What the exercise asks: Rewrite every line of the records below as a numbered list, leaving out any blank lines.

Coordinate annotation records
Start

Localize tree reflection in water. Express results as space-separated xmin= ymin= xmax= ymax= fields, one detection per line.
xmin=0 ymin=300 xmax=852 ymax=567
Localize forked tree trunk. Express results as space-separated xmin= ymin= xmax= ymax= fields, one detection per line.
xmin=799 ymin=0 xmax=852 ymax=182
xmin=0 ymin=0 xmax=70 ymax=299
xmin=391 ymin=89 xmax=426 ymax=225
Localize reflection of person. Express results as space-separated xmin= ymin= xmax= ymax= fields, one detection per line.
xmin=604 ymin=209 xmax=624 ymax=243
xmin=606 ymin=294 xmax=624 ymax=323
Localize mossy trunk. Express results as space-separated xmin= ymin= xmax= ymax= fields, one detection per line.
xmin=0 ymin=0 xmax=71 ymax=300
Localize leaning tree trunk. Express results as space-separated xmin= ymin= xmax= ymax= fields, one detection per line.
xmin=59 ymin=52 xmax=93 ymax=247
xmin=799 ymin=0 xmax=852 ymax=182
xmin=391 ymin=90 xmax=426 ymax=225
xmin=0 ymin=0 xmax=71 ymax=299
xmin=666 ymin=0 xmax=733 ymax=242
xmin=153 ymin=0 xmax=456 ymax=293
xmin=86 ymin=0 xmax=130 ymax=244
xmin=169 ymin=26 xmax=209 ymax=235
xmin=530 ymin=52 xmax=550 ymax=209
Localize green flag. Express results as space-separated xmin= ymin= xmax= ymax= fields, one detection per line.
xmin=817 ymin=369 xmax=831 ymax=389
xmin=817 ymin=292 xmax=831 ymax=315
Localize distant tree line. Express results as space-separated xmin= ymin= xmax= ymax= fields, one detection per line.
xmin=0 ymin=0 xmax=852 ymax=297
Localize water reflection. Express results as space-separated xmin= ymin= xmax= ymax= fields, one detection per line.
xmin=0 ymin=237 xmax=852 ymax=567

End

Problem solution:
1. Localize tree reflection in water. Express results as space-separated xmin= ymin= xmax= ymax= fields, one detection per line.
2. xmin=0 ymin=300 xmax=852 ymax=567
3. Localize forked tree trunk. Express results as space-separated xmin= ymin= xmax= ymax= fields, one detection per line.
4. xmin=799 ymin=0 xmax=852 ymax=182
5. xmin=0 ymin=0 xmax=70 ymax=299
6. xmin=391 ymin=89 xmax=426 ymax=225
7. Localize reflection of person. Express results as space-separated xmin= ymin= xmax= ymax= fields, one detection per line.
8. xmin=604 ymin=209 xmax=624 ymax=243
9. xmin=606 ymin=294 xmax=624 ymax=323
10. Localize mossy trunk. Express results as space-separated xmin= ymin= xmax= ymax= fields, one detection per line.
11. xmin=0 ymin=0 xmax=71 ymax=300
12. Localize leaning tree trunk. Express results as space-separated xmin= ymin= xmax= ymax= fields, one detection per line.
13. xmin=59 ymin=52 xmax=93 ymax=247
14. xmin=799 ymin=0 xmax=852 ymax=182
15. xmin=391 ymin=90 xmax=426 ymax=225
16. xmin=0 ymin=0 xmax=71 ymax=299
17. xmin=666 ymin=0 xmax=733 ymax=242
18. xmin=153 ymin=0 xmax=456 ymax=293
19. xmin=86 ymin=0 xmax=130 ymax=244
20. xmin=169 ymin=26 xmax=209 ymax=235
21. xmin=530 ymin=52 xmax=550 ymax=209
22. Localize green flag. Express results as space-separated xmin= ymin= xmax= ymax= fields, one detection per line.
23. xmin=817 ymin=369 xmax=831 ymax=389
24. xmin=817 ymin=292 xmax=831 ymax=315
25. Localize distant tree line. Express results as space-separated xmin= ymin= xmax= ymax= fields, one detection per line.
26. xmin=0 ymin=0 xmax=852 ymax=297
27. Localize water reflection. Express results as space-separated xmin= ymin= xmax= ymax= fields, one detection per line.
28. xmin=0 ymin=237 xmax=852 ymax=567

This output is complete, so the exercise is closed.